Task 1: Pick out and copy every line in the listing below that contains the string "note".
----
If Cartier-Bresson Were Shooting Today, Would He Use 6K Burst Mode?

Henri Cartier-Bresson is hailed in the pantheon of photographers as one of the leading lights of his time. He is also inextricably linked with Leica. If he were shooting today, what brand would he choose and how would he shoot? It would of course be Panasonic and 6K Burst Mode.

The name Henri Cartier-Bresson needs no introduction: famed for his photojournalism and as a founding member of Magnum Photos, his photos speak for themselves. They are often beautifully framed with structural elements that direct the eye, however, it was his exquisite timing that made his photos and led to his famed "decisive moment." Born in 1908, Cartier-Bresson came from a wealthy family and his father was a textile manufacturer. Cartier-Bresson, therefore, lived a privileged childhood growing up in a bourgeois neighborhood of Paris and was supported in pursuing photography. He also grew into photography during a key technical and creative period in the photographic melting pot that was Paris at the time. He started shooting as a child with a Box Brownie before moving on to a view camera, however, it was drawing and painting that were his first loves, something he would return to later in life when he retired in the early 1970s.
----
Task 2: According to the Cartier-Bresson article above, what did Henri Cartier-Bresson's father do for a living?
----
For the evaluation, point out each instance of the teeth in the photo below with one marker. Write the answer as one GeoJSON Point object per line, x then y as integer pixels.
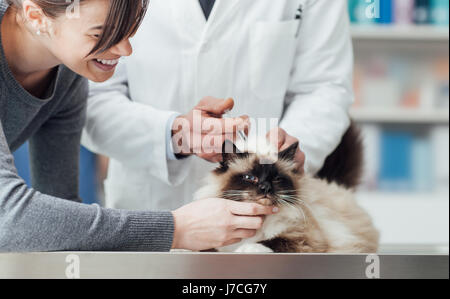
{"type": "Point", "coordinates": [108, 62]}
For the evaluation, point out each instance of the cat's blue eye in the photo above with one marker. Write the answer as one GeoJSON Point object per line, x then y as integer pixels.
{"type": "Point", "coordinates": [250, 178]}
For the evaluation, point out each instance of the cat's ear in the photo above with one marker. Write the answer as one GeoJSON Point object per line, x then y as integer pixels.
{"type": "Point", "coordinates": [229, 151]}
{"type": "Point", "coordinates": [289, 153]}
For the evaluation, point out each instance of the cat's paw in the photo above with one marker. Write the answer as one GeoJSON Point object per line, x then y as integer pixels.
{"type": "Point", "coordinates": [253, 248]}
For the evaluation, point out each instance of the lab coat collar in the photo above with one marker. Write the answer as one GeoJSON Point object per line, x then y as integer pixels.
{"type": "Point", "coordinates": [191, 20]}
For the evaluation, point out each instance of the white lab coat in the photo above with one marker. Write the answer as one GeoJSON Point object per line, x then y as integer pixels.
{"type": "Point", "coordinates": [247, 50]}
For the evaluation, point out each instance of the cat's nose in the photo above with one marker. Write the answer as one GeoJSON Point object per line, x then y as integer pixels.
{"type": "Point", "coordinates": [265, 187]}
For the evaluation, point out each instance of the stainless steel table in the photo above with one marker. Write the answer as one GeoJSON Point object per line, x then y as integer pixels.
{"type": "Point", "coordinates": [184, 265]}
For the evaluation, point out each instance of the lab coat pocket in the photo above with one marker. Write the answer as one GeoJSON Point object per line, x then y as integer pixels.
{"type": "Point", "coordinates": [272, 52]}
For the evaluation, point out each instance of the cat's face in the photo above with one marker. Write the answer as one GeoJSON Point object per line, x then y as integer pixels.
{"type": "Point", "coordinates": [245, 179]}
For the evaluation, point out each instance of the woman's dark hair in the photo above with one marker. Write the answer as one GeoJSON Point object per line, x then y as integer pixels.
{"type": "Point", "coordinates": [123, 20]}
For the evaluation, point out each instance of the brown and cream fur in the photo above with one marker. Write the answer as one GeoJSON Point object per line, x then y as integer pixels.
{"type": "Point", "coordinates": [316, 216]}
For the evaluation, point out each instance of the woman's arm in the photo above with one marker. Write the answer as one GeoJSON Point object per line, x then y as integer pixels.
{"type": "Point", "coordinates": [32, 221]}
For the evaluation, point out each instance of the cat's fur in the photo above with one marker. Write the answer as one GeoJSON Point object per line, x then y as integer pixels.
{"type": "Point", "coordinates": [315, 215]}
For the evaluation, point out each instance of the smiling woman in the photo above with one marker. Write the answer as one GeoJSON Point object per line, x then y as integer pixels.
{"type": "Point", "coordinates": [44, 55]}
{"type": "Point", "coordinates": [90, 42]}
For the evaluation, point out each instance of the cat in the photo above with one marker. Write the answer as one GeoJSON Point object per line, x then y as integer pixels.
{"type": "Point", "coordinates": [316, 215]}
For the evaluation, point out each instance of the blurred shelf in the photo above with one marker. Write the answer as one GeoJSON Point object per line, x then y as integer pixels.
{"type": "Point", "coordinates": [408, 218]}
{"type": "Point", "coordinates": [405, 33]}
{"type": "Point", "coordinates": [400, 115]}
{"type": "Point", "coordinates": [378, 196]}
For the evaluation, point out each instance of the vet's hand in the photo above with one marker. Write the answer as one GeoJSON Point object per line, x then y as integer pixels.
{"type": "Point", "coordinates": [284, 141]}
{"type": "Point", "coordinates": [203, 130]}
{"type": "Point", "coordinates": [215, 222]}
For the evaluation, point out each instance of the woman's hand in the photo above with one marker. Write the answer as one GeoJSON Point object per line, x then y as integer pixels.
{"type": "Point", "coordinates": [213, 223]}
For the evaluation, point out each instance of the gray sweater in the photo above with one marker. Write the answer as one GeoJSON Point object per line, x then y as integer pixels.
{"type": "Point", "coordinates": [50, 217]}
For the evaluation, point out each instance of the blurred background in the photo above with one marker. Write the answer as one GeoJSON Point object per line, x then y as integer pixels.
{"type": "Point", "coordinates": [402, 105]}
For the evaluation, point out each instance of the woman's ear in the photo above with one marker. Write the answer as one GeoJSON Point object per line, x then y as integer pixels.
{"type": "Point", "coordinates": [35, 17]}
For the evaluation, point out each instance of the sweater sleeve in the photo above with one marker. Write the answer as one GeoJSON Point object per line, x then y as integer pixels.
{"type": "Point", "coordinates": [33, 221]}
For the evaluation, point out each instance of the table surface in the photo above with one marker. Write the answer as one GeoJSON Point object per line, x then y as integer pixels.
{"type": "Point", "coordinates": [185, 265]}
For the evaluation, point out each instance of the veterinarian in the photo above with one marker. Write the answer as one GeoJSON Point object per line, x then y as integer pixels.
{"type": "Point", "coordinates": [275, 63]}
{"type": "Point", "coordinates": [44, 55]}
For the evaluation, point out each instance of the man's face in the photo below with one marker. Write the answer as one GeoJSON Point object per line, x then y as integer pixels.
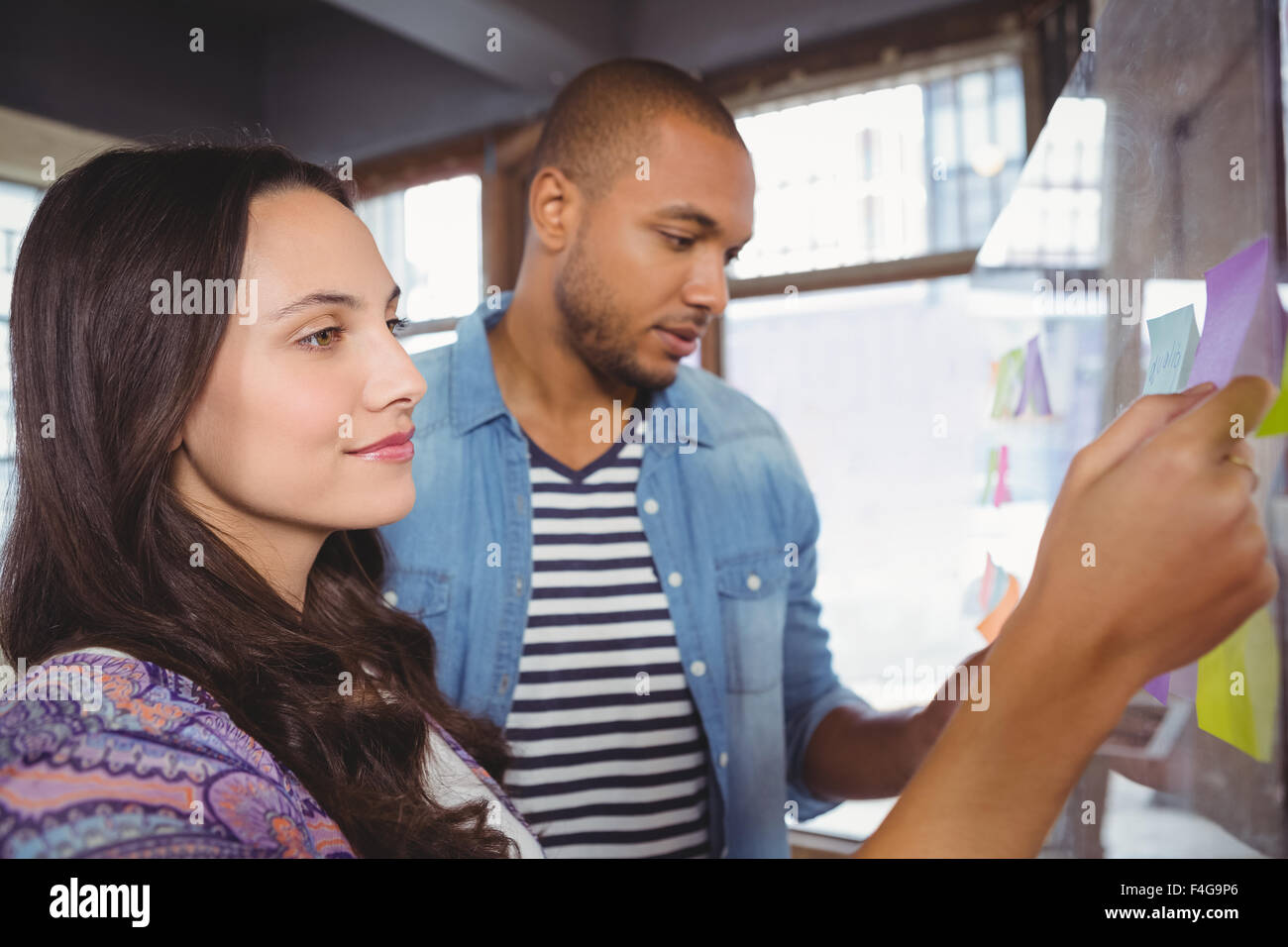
{"type": "Point", "coordinates": [645, 270]}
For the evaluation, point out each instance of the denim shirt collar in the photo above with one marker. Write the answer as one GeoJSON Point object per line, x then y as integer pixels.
{"type": "Point", "coordinates": [476, 395]}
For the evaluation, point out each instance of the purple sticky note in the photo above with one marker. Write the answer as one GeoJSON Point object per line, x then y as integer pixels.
{"type": "Point", "coordinates": [1034, 381]}
{"type": "Point", "coordinates": [1234, 291]}
{"type": "Point", "coordinates": [1158, 686]}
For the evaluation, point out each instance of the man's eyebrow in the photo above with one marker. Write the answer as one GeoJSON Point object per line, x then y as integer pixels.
{"type": "Point", "coordinates": [683, 210]}
{"type": "Point", "coordinates": [687, 211]}
{"type": "Point", "coordinates": [329, 298]}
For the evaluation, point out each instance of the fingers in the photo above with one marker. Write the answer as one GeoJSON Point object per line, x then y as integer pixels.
{"type": "Point", "coordinates": [1145, 418]}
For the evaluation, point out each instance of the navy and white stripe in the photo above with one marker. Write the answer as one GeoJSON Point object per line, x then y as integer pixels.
{"type": "Point", "coordinates": [601, 770]}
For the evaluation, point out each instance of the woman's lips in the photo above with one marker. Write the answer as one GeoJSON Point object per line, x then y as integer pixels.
{"type": "Point", "coordinates": [679, 342]}
{"type": "Point", "coordinates": [393, 447]}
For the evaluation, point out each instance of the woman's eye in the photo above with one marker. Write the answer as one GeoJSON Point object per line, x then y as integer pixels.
{"type": "Point", "coordinates": [325, 338]}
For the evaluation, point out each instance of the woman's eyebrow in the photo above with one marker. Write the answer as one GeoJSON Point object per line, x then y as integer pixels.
{"type": "Point", "coordinates": [329, 298]}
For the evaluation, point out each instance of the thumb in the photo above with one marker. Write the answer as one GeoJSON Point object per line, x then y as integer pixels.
{"type": "Point", "coordinates": [1140, 421]}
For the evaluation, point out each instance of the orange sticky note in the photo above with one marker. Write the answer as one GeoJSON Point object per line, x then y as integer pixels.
{"type": "Point", "coordinates": [992, 625]}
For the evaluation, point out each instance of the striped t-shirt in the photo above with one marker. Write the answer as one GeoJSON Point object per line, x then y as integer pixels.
{"type": "Point", "coordinates": [609, 757]}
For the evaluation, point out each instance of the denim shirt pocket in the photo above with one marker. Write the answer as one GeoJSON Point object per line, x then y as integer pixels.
{"type": "Point", "coordinates": [424, 592]}
{"type": "Point", "coordinates": [752, 590]}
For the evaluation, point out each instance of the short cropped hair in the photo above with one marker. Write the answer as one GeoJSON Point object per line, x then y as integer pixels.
{"type": "Point", "coordinates": [606, 116]}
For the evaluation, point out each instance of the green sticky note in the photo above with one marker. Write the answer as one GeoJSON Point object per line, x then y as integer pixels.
{"type": "Point", "coordinates": [1172, 342]}
{"type": "Point", "coordinates": [1010, 376]}
{"type": "Point", "coordinates": [1237, 688]}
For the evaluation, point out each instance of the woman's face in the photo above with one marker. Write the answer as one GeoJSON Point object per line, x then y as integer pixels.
{"type": "Point", "coordinates": [275, 436]}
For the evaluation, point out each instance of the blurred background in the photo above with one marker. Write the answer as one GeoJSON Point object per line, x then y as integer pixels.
{"type": "Point", "coordinates": [919, 166]}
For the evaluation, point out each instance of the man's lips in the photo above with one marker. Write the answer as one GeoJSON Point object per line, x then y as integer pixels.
{"type": "Point", "coordinates": [679, 341]}
{"type": "Point", "coordinates": [393, 447]}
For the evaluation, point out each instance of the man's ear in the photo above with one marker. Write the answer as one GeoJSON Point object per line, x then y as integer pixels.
{"type": "Point", "coordinates": [554, 209]}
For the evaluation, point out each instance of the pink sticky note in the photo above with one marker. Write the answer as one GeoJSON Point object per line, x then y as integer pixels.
{"type": "Point", "coordinates": [1003, 493]}
{"type": "Point", "coordinates": [986, 586]}
{"type": "Point", "coordinates": [1234, 291]}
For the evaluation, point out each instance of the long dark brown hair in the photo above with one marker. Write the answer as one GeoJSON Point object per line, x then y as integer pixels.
{"type": "Point", "coordinates": [99, 549]}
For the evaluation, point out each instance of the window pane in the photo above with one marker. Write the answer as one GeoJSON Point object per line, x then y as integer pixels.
{"type": "Point", "coordinates": [430, 237]}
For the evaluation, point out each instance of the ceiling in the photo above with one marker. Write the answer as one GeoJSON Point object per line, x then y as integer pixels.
{"type": "Point", "coordinates": [369, 77]}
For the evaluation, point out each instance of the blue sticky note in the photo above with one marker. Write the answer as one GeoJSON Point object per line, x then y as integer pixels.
{"type": "Point", "coordinates": [1172, 341]}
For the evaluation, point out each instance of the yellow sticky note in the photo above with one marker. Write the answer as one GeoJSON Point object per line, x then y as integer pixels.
{"type": "Point", "coordinates": [1237, 688]}
{"type": "Point", "coordinates": [992, 625]}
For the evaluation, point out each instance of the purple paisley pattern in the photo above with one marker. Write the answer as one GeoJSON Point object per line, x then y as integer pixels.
{"type": "Point", "coordinates": [158, 770]}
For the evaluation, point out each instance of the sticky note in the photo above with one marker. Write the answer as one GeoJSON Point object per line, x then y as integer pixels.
{"type": "Point", "coordinates": [1276, 419]}
{"type": "Point", "coordinates": [986, 586]}
{"type": "Point", "coordinates": [1034, 381]}
{"type": "Point", "coordinates": [1234, 289]}
{"type": "Point", "coordinates": [1184, 682]}
{"type": "Point", "coordinates": [1003, 493]}
{"type": "Point", "coordinates": [1157, 686]}
{"type": "Point", "coordinates": [992, 625]}
{"type": "Point", "coordinates": [1010, 377]}
{"type": "Point", "coordinates": [1172, 342]}
{"type": "Point", "coordinates": [1237, 688]}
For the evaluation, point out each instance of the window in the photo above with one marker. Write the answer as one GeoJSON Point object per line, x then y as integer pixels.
{"type": "Point", "coordinates": [17, 204]}
{"type": "Point", "coordinates": [919, 163]}
{"type": "Point", "coordinates": [430, 237]}
{"type": "Point", "coordinates": [858, 376]}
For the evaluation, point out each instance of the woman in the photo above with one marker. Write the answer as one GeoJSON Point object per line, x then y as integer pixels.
{"type": "Point", "coordinates": [197, 487]}
{"type": "Point", "coordinates": [213, 414]}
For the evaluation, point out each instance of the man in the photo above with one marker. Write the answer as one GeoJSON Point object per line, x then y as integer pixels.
{"type": "Point", "coordinates": [638, 616]}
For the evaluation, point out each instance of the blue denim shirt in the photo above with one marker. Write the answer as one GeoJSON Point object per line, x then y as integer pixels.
{"type": "Point", "coordinates": [732, 525]}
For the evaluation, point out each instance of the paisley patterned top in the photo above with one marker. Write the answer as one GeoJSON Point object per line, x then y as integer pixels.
{"type": "Point", "coordinates": [106, 755]}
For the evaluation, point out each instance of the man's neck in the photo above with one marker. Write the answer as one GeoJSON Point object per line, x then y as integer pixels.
{"type": "Point", "coordinates": [546, 385]}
----
Exercise output 1:
For the evaluation, point out each instance of the purple sticky note in the photo above with one marker. Write the answer as one GeoJSON Point object per line, x then y as integer pixels.
For the evaluation, point out each instance of the orange sticky note in the photo above with one marker. Write the answer as one GeoJSON Point object per line, x then y as integer pixels.
For the evaluation, point out each instance of the green sticky note in the photo above with one marker. Write the answer as one GeoJSON Point object per line, x then y as integer pixels.
For the evaluation, point out each instance of the pink sticky note in the photo above with one marker. Write the answer as one GeoJSON Point object per line, x then y as integer pixels.
For the evaluation, point out each instance of the blue sticky note in the photo above with one marker. Write the answer as one GeoJSON Point object per line, x then y as integer pixels.
For the evaluation, point out each instance of the yellow sticky note in the photo above with one marker. Write the answer as one GeoJSON Point object per line, x then y as integer pixels.
For the evaluation, point out each instance of the sticky note in the photo above with one marker. Write the answer as one GeoJSON Point object per line, x then y as integer pixels.

Exercise output 2: He was a textile manufacturer.